▸ WORK REQUIRED
Count the lines in the records below that contain the string "skier", with case counting, and give only that number.

++++ DATA EXTRACT

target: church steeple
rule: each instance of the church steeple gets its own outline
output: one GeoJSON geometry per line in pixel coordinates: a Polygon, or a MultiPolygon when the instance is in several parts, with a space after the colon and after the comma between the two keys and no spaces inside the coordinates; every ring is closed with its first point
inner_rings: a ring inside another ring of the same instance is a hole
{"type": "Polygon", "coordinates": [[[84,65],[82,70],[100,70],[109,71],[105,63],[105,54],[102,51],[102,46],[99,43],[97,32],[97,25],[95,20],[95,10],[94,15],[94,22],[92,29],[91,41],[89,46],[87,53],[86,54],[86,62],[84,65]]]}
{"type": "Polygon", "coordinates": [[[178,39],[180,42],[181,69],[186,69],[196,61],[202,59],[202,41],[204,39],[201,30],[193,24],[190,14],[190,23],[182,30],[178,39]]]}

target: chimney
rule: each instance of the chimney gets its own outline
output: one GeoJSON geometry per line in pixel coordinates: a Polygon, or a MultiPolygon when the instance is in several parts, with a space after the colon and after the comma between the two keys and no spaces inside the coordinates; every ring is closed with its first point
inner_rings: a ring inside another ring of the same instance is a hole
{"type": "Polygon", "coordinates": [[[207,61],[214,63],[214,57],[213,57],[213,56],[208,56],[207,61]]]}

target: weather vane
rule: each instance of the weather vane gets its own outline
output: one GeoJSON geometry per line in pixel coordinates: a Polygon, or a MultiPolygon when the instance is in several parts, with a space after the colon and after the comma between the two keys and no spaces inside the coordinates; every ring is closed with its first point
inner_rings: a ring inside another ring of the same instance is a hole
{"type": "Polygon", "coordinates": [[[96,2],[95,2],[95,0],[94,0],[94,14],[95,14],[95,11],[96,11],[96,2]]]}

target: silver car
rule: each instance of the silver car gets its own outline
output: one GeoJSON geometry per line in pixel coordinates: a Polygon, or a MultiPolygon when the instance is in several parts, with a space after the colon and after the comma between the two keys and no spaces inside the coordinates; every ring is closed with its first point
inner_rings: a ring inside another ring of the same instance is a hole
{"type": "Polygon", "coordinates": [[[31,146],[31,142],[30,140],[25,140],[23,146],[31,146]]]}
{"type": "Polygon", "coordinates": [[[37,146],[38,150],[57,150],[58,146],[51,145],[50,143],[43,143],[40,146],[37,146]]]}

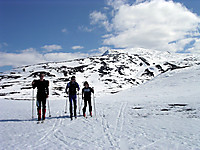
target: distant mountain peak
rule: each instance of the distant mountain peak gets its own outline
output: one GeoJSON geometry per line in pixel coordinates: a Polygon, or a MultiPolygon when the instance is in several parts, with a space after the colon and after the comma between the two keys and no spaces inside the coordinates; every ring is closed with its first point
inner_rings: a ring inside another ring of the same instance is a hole
{"type": "Polygon", "coordinates": [[[199,57],[146,49],[109,49],[102,56],[18,67],[0,74],[0,97],[31,100],[31,82],[40,72],[50,81],[51,99],[66,97],[72,75],[83,87],[88,81],[96,95],[117,93],[145,83],[167,71],[200,65],[199,57]]]}

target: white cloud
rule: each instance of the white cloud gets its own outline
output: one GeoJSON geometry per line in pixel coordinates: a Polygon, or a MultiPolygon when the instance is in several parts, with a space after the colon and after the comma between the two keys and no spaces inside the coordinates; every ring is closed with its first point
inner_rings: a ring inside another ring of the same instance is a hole
{"type": "Polygon", "coordinates": [[[196,40],[194,36],[200,34],[200,17],[180,3],[137,0],[128,4],[126,0],[108,0],[108,5],[112,6],[110,19],[110,13],[94,11],[90,15],[91,24],[104,26],[110,32],[103,36],[104,45],[181,51],[188,44],[186,41],[196,40]]]}
{"type": "Polygon", "coordinates": [[[84,31],[84,32],[92,32],[94,29],[93,28],[88,28],[88,27],[85,27],[85,26],[79,26],[78,29],[80,31],[84,31]]]}
{"type": "Polygon", "coordinates": [[[46,53],[41,54],[34,48],[22,50],[20,53],[0,52],[0,67],[19,67],[52,61],[67,61],[77,58],[88,57],[87,53],[46,53]]]}
{"type": "Polygon", "coordinates": [[[83,46],[73,46],[72,49],[73,50],[78,50],[78,49],[83,49],[84,47],[83,46]]]}
{"type": "Polygon", "coordinates": [[[8,46],[8,43],[6,43],[6,42],[0,43],[0,49],[3,47],[7,47],[7,46],[8,46]]]}
{"type": "Polygon", "coordinates": [[[62,49],[62,47],[60,45],[55,45],[55,44],[54,45],[45,45],[41,48],[45,49],[46,52],[52,52],[54,50],[61,50],[62,49]]]}
{"type": "Polygon", "coordinates": [[[22,66],[43,62],[42,54],[39,54],[34,48],[22,50],[21,53],[0,52],[0,67],[2,66],[22,66]]]}
{"type": "Polygon", "coordinates": [[[106,16],[106,14],[98,12],[98,11],[93,11],[90,14],[90,20],[91,20],[91,24],[95,25],[95,24],[99,24],[100,26],[103,26],[106,28],[106,30],[110,31],[111,29],[111,24],[108,21],[108,18],[106,16]]]}
{"type": "Polygon", "coordinates": [[[64,28],[64,29],[61,30],[61,32],[63,32],[63,33],[67,33],[67,29],[64,28]]]}

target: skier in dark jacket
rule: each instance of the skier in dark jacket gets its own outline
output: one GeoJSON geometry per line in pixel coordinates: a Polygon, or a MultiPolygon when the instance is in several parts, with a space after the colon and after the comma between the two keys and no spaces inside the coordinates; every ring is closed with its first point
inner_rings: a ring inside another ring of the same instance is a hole
{"type": "Polygon", "coordinates": [[[77,108],[77,96],[76,96],[76,91],[79,91],[80,88],[79,88],[79,85],[78,83],[76,82],[76,77],[75,76],[72,76],[71,77],[71,81],[67,84],[67,87],[66,87],[66,93],[69,94],[69,103],[70,103],[70,118],[71,120],[73,120],[73,112],[72,112],[72,103],[74,104],[74,117],[77,118],[76,116],[76,108],[77,108]]]}
{"type": "Polygon", "coordinates": [[[83,116],[86,117],[86,107],[87,102],[89,104],[89,112],[90,116],[92,117],[92,102],[91,102],[91,93],[94,93],[94,90],[89,87],[87,81],[84,82],[84,88],[82,89],[82,99],[84,100],[84,107],[83,107],[83,116]]]}
{"type": "Polygon", "coordinates": [[[34,80],[32,86],[37,87],[37,112],[38,121],[41,120],[41,105],[42,105],[42,120],[45,120],[46,99],[49,97],[49,81],[44,79],[44,74],[40,74],[39,80],[34,80]]]}

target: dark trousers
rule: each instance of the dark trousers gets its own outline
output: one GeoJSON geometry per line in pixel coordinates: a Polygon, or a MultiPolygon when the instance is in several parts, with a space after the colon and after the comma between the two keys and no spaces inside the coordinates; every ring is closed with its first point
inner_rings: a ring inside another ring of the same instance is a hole
{"type": "Polygon", "coordinates": [[[91,97],[84,98],[84,107],[83,107],[83,114],[86,112],[87,102],[89,104],[89,112],[92,112],[92,102],[91,97]]]}
{"type": "Polygon", "coordinates": [[[73,104],[74,104],[74,116],[76,117],[76,95],[69,95],[69,104],[70,104],[70,117],[73,116],[73,104]]]}
{"type": "Polygon", "coordinates": [[[41,107],[42,107],[42,119],[45,119],[45,113],[46,113],[46,95],[37,94],[38,120],[41,120],[41,107]]]}

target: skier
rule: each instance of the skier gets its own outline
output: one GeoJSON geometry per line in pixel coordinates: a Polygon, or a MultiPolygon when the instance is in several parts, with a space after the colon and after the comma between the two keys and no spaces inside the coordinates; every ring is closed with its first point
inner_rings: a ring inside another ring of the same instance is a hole
{"type": "Polygon", "coordinates": [[[32,87],[37,87],[37,112],[38,121],[41,120],[41,105],[42,105],[42,120],[45,120],[46,99],[49,97],[49,81],[44,79],[44,73],[40,73],[40,79],[32,82],[32,87]]]}
{"type": "Polygon", "coordinates": [[[72,76],[71,81],[66,86],[66,93],[69,94],[69,103],[70,103],[70,118],[73,120],[73,112],[72,112],[72,103],[74,104],[74,117],[77,118],[76,115],[76,108],[77,108],[77,102],[76,102],[76,90],[80,90],[78,83],[76,82],[76,77],[72,76]]]}
{"type": "Polygon", "coordinates": [[[90,116],[92,117],[92,103],[91,103],[91,93],[94,93],[94,90],[89,87],[87,81],[84,82],[84,88],[82,89],[82,99],[84,100],[84,107],[83,107],[83,116],[86,117],[86,107],[87,102],[89,104],[89,112],[90,116]]]}

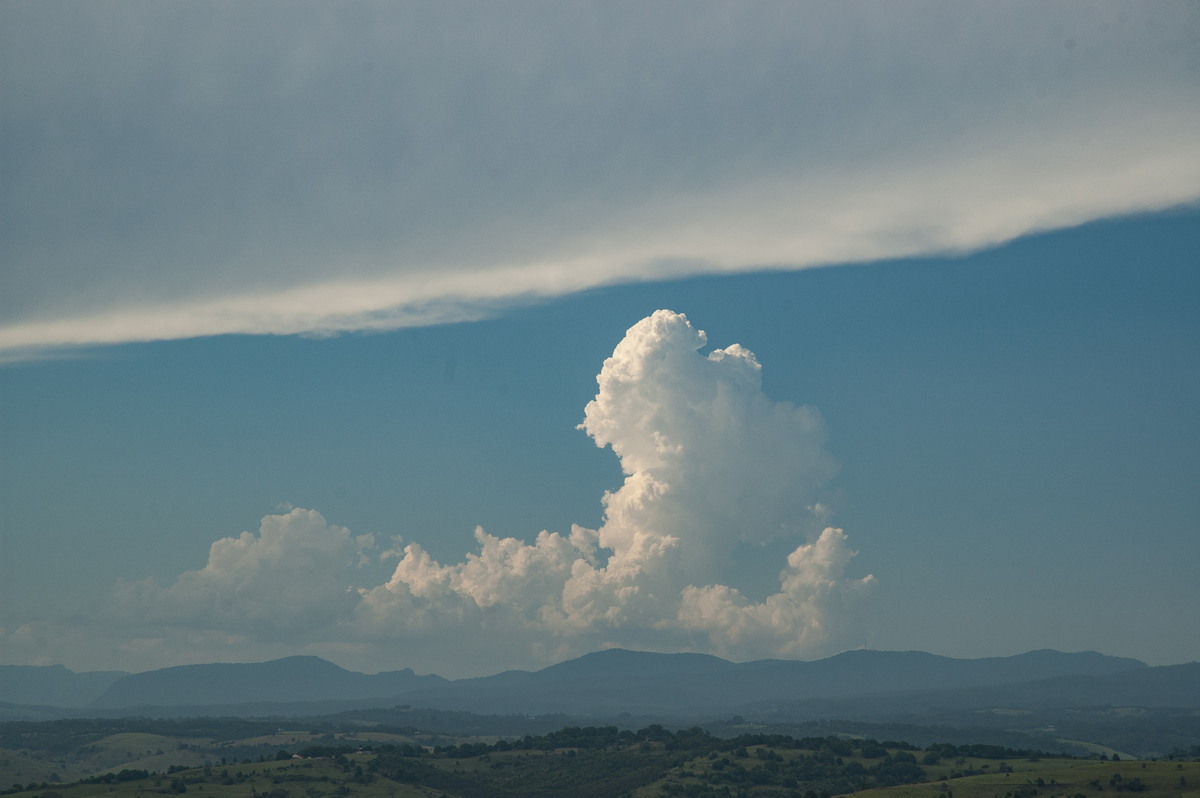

++++++++

▸ CORRECT RESULT
4